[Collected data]
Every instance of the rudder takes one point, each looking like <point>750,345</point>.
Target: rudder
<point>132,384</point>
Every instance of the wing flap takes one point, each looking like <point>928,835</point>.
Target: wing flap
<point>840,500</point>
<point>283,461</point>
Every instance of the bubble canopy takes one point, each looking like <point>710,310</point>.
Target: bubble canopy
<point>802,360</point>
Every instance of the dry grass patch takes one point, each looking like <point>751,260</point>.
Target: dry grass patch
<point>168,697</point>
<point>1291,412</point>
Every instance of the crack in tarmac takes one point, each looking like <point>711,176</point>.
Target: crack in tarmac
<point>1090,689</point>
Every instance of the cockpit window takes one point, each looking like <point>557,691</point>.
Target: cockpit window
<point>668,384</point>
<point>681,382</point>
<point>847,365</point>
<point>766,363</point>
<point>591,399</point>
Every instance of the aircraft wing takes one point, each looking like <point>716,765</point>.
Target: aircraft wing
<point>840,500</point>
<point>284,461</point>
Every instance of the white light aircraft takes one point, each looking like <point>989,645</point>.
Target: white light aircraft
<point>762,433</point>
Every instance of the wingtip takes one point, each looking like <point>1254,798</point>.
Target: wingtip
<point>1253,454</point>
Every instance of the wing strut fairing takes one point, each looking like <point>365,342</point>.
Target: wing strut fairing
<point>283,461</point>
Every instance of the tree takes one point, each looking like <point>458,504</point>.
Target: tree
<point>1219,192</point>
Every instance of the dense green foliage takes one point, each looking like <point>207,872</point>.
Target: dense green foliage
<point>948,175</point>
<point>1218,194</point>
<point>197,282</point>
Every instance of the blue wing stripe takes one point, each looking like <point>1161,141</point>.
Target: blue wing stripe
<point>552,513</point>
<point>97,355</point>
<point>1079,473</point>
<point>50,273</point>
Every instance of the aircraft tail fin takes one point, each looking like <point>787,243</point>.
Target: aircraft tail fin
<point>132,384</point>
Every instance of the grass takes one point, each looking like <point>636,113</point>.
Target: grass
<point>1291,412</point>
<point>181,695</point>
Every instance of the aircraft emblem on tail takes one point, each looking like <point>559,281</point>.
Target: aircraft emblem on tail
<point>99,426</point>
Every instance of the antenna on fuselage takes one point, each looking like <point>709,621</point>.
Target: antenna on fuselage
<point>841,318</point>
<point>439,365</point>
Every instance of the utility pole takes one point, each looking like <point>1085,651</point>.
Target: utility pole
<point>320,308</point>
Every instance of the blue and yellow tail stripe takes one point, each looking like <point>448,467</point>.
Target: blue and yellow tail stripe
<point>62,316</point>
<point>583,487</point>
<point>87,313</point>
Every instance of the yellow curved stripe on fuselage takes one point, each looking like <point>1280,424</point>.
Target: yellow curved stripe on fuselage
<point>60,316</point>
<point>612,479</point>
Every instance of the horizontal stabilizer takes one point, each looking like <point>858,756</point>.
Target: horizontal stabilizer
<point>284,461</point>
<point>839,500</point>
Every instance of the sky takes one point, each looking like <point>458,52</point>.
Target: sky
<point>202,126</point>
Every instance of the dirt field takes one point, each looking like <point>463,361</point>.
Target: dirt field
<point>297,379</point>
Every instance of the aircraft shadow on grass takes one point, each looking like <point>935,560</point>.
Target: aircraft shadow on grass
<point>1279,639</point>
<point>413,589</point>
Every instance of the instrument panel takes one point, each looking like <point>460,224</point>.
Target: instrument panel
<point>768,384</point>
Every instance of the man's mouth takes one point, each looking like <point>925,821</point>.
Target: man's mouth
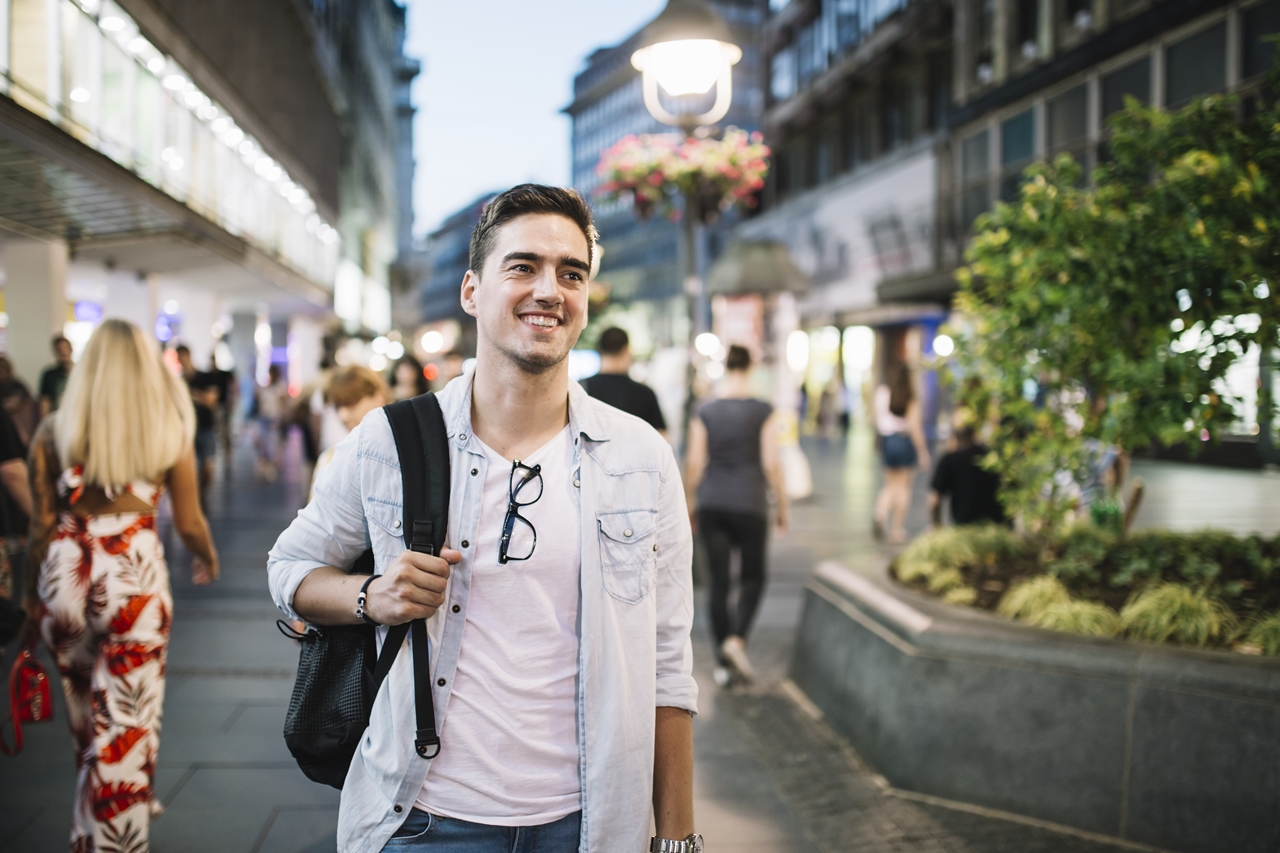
<point>540,320</point>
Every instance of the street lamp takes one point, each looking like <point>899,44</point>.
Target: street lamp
<point>686,51</point>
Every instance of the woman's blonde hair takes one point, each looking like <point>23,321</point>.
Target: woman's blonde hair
<point>124,415</point>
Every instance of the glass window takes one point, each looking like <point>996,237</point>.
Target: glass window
<point>1018,138</point>
<point>1196,65</point>
<point>976,156</point>
<point>1260,22</point>
<point>1068,118</point>
<point>1133,81</point>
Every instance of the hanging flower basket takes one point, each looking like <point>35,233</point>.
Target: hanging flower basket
<point>657,169</point>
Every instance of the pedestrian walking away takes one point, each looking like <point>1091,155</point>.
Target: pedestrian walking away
<point>731,464</point>
<point>560,610</point>
<point>124,432</point>
<point>613,384</point>
<point>903,451</point>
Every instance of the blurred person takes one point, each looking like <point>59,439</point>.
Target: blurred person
<point>204,397</point>
<point>561,606</point>
<point>969,489</point>
<point>407,379</point>
<point>124,432</point>
<point>903,451</point>
<point>53,381</point>
<point>14,519</point>
<point>272,401</point>
<point>731,465</point>
<point>613,386</point>
<point>17,401</point>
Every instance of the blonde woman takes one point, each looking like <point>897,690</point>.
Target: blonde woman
<point>123,433</point>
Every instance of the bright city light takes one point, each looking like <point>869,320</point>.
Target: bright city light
<point>707,343</point>
<point>798,350</point>
<point>433,341</point>
<point>688,67</point>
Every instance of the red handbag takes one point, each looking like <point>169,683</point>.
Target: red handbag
<point>30,698</point>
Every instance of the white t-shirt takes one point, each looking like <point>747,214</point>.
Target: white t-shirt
<point>886,422</point>
<point>510,752</point>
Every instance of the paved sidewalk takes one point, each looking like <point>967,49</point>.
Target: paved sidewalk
<point>767,775</point>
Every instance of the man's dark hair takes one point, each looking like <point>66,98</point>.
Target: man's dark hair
<point>739,359</point>
<point>521,201</point>
<point>613,341</point>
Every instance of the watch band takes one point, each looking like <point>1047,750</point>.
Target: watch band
<point>360,601</point>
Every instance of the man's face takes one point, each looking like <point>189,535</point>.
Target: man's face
<point>530,299</point>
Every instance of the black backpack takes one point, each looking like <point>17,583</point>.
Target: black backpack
<point>339,671</point>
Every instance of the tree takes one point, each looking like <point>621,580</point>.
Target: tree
<point>1112,313</point>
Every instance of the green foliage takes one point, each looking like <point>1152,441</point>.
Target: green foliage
<point>1031,598</point>
<point>1123,302</point>
<point>1164,611</point>
<point>1265,634</point>
<point>1079,617</point>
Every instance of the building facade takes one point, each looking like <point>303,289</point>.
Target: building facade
<point>190,167</point>
<point>640,263</point>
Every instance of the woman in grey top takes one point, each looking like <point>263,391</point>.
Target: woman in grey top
<point>731,463</point>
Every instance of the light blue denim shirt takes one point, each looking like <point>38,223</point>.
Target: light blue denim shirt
<point>635,616</point>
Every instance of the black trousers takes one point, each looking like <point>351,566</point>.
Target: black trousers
<point>722,533</point>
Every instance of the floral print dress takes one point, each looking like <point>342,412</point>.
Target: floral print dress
<point>105,611</point>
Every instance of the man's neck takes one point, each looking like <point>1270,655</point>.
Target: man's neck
<point>515,411</point>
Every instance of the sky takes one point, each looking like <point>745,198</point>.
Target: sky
<point>496,74</point>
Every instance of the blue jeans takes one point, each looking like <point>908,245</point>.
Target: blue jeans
<point>424,831</point>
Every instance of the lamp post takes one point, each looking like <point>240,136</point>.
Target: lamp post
<point>686,51</point>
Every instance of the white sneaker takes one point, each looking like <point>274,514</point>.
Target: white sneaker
<point>735,652</point>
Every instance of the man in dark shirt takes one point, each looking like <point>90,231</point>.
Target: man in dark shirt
<point>969,487</point>
<point>613,386</point>
<point>53,381</point>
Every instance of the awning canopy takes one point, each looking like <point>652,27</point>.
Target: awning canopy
<point>755,267</point>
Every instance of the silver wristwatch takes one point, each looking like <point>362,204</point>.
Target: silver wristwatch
<point>691,844</point>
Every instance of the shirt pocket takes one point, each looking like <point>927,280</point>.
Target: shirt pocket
<point>385,528</point>
<point>627,552</point>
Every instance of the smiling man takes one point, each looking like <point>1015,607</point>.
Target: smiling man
<point>558,612</point>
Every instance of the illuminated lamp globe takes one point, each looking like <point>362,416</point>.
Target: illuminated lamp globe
<point>688,50</point>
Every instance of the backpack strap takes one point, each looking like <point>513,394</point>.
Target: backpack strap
<point>423,445</point>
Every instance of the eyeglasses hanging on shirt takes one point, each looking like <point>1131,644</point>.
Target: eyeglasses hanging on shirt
<point>521,492</point>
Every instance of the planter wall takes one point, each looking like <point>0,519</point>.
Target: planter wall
<point>1168,747</point>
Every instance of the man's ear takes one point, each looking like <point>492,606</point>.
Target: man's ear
<point>469,292</point>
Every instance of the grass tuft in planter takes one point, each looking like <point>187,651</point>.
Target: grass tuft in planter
<point>1265,634</point>
<point>1079,617</point>
<point>1164,611</point>
<point>1028,600</point>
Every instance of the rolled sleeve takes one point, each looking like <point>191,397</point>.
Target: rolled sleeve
<point>676,687</point>
<point>330,530</point>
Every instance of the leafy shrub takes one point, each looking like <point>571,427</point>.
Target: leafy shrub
<point>1028,600</point>
<point>1265,634</point>
<point>1079,617</point>
<point>1164,611</point>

> **Exercise directions**: Print nothing but the lines from the line with "Every instance of the eyeglasses" to the last line of the records above. Both of those lines count.

> **Exercise solution**:
Every instance of the eyeglasses hanging on shirt takes one point, each looking like <point>1131,644</point>.
Target: eyeglasses hanging on shirt
<point>521,492</point>
Every instance of the planter wall takes one point, each looking like <point>0,519</point>.
Target: planter wall
<point>1168,747</point>
Every instance of the man's ear takes one point, each looking like <point>492,606</point>.
Target: man's ear
<point>469,292</point>
Every instance of the grass tuft in planter takes one point, each looking like <point>187,651</point>.
Target: grass tuft in planter
<point>1265,634</point>
<point>1079,617</point>
<point>1164,611</point>
<point>1028,600</point>
Every instance of the rolled sleeve takes one point, each looking like <point>191,397</point>.
Target: rolled sleeve
<point>676,687</point>
<point>330,530</point>
Every instance of the leafy shrub takes one point, each looking like <point>571,427</point>.
Target: leafy shrub
<point>1028,600</point>
<point>1265,634</point>
<point>1079,617</point>
<point>1164,611</point>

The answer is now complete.